* _Supplied passage_:

APHL is coordinating pilot projects that apply Advanced Molecular Detection (AMD) technologies to detect and monitor infectious diseases. These projects, which support technological innovation at public health laboratories (PHLs), advance the Centers for Disease Control and Prevention's (CDC)
Advanced Molecular Detection initiative.
Earlier AMD activities strengthened detection and response to foodborne disease outbreaks, for example, a
multi-state outbreak of
Listeria monocytogenes associated with caramel apples. The current pilot projects aim to optimize AMD technologies for multiple infectious diseases.
APHL is assisting the AMD project leads with PHL selection, contracts, scheduling, project management and advising on the potential effects of new technologies on the PHL community. APHL contributions to five of these projects include:
Hepatitis C Virus, 2016
APHL, in collaboration with CDC's Division of Viral Hepatitis, has selected four state PHLs to test and troubleshoot the Global Hepatitis Outbreak Surveillance and Technology (GHOST). The laboratories will perform amplicon sequencing of Hepatitis C virus (HCV) and submit data through a web portal that hosts an automated analytic pipeline to identify transmission networks. This approach will speed detection of outbreaks to mitigate the transmission of HCV.
APHL oversees the three PHLs that serve as National Influenza Reference Centers (NIRCs). Two are poised to begin national influenza surveillance testing using next generation sequencing (NGS) in real time. The third will begin testing in January 2017. Influenza NGS data is transmitted from the NIRCs to APHL's AIMS cloud environment where it is automatically analyzed within two to three hours of a run completion. As a result, CDC's turnaround time on genetic data has been cut by two weeks or more. This has expedited influenza surveillance and vaccine strain selection.
Legionnaires' Disease, 2016
APHL, working with CDC and two PHLs, is piloting NGS methods and bioinformatics tools for
Legionella pneumophila. The PHLs and CDC are testing the accuracy and reproducibility of a developmental wgMLST database as they perform parallel sequencing and analysis of archived
L. pneumophila isolates. This technology will facilitate linking of outbreak-related clinical and/or environmental isolates.
APHL is working with the Division of Tuberculosis Elimination and five PHLs to perform whole genome sequencing of TB isolates. These isolates were either collected in their jurisdiction or submitted to CDC for outbreak investigations. Within the project's first six months, 954 isolates were sequenced at the five PHLs, and an additional 2700 are to be sequenced within the subsequent year. The data will be used to improve databases and help determine the future role of NGS in TB control.
Unexplained Respiratory Disease Outbreaks, 2015-2016
APHL, working with CDC's Respiratory Diseases Branch and two PHLs, is developing a multiplex assay that can detect and characterize a wide array of possible outbreak pathogens using NGS technologies. The laboratories are working to optimize targets and evaluate reproducibility of the assays with the goal of multiplexing up to hundreds of targets on a single chip.

* _Record extracts_:
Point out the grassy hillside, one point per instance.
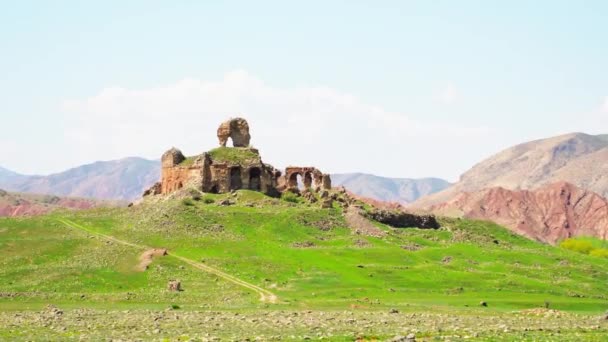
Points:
(304, 255)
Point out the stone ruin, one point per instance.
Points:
(225, 169)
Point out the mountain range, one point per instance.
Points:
(578, 158)
(545, 189)
(19, 204)
(126, 179)
(548, 214)
(123, 179)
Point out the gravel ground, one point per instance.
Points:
(177, 325)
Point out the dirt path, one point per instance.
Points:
(265, 295)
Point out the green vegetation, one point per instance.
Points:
(586, 245)
(304, 255)
(189, 161)
(234, 155)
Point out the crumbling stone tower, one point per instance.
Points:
(224, 169)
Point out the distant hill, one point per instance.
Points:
(548, 214)
(19, 204)
(400, 190)
(578, 158)
(126, 179)
(122, 179)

* _Problem to solve_:
Duplicate the part of the APHL pilot projects text between "APHL is assisting" and "transmission of HCV.", inclusive. The records have nothing to do with the text.

* _Answer to this exercise_:
APHL is assisting the AMD project leads with PHL selection, contracts, scheduling, project management and advising on the potential effects of new technologies on the PHL community. APHL contributions to five of these projects include:
Hepatitis C Virus, 2016
APHL, in collaboration with CDC's Division of Viral Hepatitis, has selected four state PHLs to test and troubleshoot the Global Hepatitis Outbreak Surveillance and Technology (GHOST). The laboratories will perform amplicon sequencing of Hepatitis C virus (HCV) and submit data through a web portal that hosts an automated analytic pipeline to identify transmission networks. This approach will speed detection of outbreaks to mitigate the transmission of HCV.